+++ Text block +++

Using the four supported mask types, we illustrate common $\textit{sliding-window}$-style masks expressed via the $\mathrm{AttnSlice}$ formulation (see Fig. 9 below).

Sliding-Window Mask Patterns — Fig. 9 Examples of common $\textit{sliding-window}$-style mask patterns formulated by $\mathrm{AttnSlice}$.#

Computation Load-Balancing#

Dispatch Solver#

In context-parallel training, heterogeneous attention masks across CP ranks create imbalanced computational workloads. Ring-Attention (see Related Work) uses a partitioning strategy tailored to causal masks and therefore does not generalize to arbitrary patterns. To address this, we propose a generic, efficient dispatch solver that balances workload across CP ranks for diverse attention types.

Concretely, we adopt a chunk-wise permutable sharding: partition the global mask evenly along the query dimension into chunks, each associated with a submask area $\lbrace(C_i, \mathrm{Area}(C_i))\rbrace_{i=1}^n$, where $C_i$ denotes the i-th chunk, $\mathrm{Area}(C_i)$ is its mask area, $n = \frac{seqlen}{\textit{chunk\_size}}$, and $\textit{chunk\_size}$ is a tunable granularity parameter.

These chunks are assigned equally to $\textit{cp\_size}$ buckets so every bucket contains the same number of chunks (preserving token-level balance for non-attention stages). Each bucket’s total mask workload is the summed submask area, written as $\lbrace(B_j, \mathrm{SumArea}(B_j))\rbrace_{j=1}^{\textit{cp\_size}}$.

Under this formulation, load balancing reduces to a combinatorial assignment problem: find an optimal mapping $f^*: \lbrace C_i\rbrace_{i=1}^n \rightarrow \lbrace B_j\rbrace_{j=1}^{\textit{cp\_size}}$ that minimizes the maximum per-bucket area, as shown in the Eq (1) below.

(1)#\[\begin{split}\begin{aligned} &f^* = \arg \min\limits_{f}\max\limits_{j}\left\{\mathrm{SumArea}(B_j)\right\} \label{eq:comp_load_balance}\\ &\text{s.t.}\;\;|B_j| = \frac{n}{\textit{cp\_size}}, \;\; seqlen \;\%\; (\textit{cp\_size} \times \textit{chunk\_size}) = 0\nonumber \end{aligned}\end{split}\]

Since this problem is NP-hard and mask patterns change across micro-batches, solving it exactly per iteration is impractical. We therefore use a practical greedy Min-Heap algorithm (illustrated in Fig. 10 below) that runs in $O(n\log n)$ and yields a fast, effective assignment with minimal runtime overhead.

+++ Recorded data +++

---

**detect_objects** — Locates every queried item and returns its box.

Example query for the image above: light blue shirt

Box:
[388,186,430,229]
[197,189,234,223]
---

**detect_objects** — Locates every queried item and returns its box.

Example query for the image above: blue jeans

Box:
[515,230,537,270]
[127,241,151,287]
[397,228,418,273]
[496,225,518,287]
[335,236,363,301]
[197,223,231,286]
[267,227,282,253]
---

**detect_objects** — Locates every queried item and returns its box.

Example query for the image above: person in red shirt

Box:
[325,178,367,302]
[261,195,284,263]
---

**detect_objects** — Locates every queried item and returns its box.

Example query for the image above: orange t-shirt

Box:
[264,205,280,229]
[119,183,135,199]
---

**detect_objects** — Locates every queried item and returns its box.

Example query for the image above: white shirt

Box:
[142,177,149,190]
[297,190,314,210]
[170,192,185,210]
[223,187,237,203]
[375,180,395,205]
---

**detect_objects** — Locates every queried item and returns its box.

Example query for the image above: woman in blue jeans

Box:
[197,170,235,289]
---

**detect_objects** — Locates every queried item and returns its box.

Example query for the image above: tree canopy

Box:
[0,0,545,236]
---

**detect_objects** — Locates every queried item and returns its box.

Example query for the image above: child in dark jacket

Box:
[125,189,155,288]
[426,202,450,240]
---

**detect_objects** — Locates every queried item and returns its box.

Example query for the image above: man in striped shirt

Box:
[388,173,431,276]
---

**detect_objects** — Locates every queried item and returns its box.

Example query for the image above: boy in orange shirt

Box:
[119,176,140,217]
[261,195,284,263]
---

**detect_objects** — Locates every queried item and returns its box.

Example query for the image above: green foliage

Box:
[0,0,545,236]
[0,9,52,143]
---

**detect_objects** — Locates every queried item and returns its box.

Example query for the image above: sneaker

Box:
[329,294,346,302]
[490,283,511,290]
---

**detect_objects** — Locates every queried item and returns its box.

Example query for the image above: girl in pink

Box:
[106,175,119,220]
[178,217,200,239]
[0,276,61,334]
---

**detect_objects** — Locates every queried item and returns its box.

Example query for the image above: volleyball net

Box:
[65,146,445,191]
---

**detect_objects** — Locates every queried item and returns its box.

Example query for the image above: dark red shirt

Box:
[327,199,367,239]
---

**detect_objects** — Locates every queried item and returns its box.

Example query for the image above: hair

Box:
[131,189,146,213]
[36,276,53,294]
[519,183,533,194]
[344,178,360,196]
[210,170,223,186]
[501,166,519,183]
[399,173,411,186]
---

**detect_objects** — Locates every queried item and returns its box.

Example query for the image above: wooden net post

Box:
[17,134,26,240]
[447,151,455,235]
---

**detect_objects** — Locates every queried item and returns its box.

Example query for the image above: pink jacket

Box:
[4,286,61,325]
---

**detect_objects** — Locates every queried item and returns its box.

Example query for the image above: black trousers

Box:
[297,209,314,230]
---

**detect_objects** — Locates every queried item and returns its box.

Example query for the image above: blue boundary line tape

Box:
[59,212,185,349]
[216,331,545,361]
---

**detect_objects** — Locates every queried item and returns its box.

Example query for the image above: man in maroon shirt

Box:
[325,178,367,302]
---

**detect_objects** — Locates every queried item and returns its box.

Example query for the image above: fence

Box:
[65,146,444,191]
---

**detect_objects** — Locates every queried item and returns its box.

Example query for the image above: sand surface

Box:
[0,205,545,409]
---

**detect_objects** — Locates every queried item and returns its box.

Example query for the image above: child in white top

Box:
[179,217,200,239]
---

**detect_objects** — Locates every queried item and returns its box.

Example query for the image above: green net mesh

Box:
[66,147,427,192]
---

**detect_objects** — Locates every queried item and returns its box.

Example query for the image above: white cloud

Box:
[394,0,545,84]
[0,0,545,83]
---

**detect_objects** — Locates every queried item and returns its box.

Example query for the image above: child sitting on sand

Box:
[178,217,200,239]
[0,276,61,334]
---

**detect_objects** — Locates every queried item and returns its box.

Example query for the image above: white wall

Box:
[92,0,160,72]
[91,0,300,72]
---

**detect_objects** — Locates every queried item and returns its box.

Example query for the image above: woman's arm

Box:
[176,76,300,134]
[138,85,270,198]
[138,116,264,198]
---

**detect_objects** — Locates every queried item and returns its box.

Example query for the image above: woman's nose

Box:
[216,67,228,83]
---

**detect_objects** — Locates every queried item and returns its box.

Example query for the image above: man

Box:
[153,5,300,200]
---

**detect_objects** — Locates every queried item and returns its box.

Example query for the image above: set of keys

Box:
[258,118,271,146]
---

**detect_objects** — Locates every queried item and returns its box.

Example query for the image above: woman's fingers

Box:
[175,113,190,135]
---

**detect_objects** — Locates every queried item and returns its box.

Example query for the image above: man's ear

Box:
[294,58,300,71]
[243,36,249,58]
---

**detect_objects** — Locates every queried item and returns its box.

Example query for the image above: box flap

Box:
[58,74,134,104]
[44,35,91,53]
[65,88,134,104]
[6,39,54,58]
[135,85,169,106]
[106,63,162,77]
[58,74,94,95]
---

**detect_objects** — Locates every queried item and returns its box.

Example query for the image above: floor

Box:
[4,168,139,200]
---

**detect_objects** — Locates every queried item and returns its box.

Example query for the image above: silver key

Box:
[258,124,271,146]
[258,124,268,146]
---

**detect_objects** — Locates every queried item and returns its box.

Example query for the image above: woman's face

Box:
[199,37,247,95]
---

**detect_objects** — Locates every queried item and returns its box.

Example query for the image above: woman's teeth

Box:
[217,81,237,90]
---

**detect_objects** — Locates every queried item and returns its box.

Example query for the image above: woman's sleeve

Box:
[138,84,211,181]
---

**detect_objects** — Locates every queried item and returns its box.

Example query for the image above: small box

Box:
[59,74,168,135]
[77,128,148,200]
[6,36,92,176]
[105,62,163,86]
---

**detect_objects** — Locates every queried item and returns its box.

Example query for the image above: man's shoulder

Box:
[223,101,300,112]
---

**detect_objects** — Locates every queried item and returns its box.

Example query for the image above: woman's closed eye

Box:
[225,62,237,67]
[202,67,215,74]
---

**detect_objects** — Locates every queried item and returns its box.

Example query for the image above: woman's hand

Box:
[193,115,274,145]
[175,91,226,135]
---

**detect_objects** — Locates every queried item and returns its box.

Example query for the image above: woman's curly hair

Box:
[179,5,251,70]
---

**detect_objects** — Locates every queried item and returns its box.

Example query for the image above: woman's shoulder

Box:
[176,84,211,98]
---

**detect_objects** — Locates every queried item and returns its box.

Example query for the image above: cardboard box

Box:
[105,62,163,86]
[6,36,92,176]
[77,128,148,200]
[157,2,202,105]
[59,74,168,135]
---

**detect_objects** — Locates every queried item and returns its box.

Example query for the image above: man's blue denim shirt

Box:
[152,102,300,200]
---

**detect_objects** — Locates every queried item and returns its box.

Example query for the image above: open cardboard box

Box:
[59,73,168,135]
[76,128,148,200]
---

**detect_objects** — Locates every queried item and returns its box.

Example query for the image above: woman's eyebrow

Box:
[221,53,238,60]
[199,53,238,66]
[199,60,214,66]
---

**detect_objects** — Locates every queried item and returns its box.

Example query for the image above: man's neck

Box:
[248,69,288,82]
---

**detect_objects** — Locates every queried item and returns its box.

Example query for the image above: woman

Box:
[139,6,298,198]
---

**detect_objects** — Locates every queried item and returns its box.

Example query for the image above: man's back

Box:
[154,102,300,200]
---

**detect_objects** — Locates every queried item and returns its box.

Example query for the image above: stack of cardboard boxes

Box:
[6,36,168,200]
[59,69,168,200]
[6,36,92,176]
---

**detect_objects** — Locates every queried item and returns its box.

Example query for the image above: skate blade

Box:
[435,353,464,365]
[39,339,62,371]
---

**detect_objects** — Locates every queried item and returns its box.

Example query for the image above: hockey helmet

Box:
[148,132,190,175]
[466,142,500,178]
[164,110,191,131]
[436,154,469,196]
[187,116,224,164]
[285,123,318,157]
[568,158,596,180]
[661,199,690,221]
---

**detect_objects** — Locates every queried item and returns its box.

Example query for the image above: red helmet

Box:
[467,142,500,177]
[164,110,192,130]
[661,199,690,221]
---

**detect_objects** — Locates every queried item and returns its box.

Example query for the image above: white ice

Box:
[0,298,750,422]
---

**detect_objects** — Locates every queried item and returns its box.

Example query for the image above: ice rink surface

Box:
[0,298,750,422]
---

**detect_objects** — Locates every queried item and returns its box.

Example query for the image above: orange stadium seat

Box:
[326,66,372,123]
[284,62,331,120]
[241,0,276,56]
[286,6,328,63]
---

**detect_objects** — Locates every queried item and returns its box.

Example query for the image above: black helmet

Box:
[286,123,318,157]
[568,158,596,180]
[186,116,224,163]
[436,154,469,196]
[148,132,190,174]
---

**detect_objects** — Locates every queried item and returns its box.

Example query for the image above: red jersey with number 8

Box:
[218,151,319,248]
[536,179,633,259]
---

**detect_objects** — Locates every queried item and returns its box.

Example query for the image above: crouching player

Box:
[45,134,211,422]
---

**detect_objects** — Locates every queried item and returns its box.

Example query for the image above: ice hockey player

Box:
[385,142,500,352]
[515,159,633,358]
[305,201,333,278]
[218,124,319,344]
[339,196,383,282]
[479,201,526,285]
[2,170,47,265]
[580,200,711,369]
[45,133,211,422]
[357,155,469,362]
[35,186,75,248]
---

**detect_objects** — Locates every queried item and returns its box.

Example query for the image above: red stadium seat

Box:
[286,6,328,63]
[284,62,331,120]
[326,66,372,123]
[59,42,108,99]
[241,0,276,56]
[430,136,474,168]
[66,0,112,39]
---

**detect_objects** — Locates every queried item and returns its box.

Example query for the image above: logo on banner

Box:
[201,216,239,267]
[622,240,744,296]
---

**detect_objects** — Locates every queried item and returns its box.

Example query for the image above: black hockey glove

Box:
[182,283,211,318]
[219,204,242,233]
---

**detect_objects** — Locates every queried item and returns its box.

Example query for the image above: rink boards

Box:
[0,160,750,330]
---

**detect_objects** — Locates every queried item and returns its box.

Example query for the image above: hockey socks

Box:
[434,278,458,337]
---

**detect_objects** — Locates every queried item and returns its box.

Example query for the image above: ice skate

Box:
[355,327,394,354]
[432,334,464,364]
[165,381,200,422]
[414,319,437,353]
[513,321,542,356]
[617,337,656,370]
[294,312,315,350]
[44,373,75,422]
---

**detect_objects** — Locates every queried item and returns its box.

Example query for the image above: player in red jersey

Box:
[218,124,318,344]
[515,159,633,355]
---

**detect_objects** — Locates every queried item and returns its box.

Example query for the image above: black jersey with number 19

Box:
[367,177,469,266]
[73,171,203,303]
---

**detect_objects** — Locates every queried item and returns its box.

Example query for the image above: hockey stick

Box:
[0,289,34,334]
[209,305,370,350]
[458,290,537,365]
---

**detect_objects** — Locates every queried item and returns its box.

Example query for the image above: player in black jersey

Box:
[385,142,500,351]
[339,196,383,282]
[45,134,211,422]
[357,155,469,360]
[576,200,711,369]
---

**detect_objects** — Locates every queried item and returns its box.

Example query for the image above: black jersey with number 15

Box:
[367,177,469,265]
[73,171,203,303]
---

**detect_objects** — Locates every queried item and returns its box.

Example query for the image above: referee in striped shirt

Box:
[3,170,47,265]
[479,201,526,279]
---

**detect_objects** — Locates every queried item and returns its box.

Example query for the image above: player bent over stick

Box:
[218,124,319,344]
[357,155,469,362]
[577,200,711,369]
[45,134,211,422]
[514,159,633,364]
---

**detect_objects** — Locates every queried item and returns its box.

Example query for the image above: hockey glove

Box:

+++

_The problem_: According to the dispatch solver text above, why does the method use a greedy Min-Heap algorithm instead of solving the assignment problem exactly?

_Full solution_: The assignment problem is NP-hard, and mask patterns change across micro-batches, so solving it exactly on every iteration is impractical. The greedy Min-Heap algorithm runs in $O(n\log n)$ and gives a fast, effective assignment with minimal runtime overhead.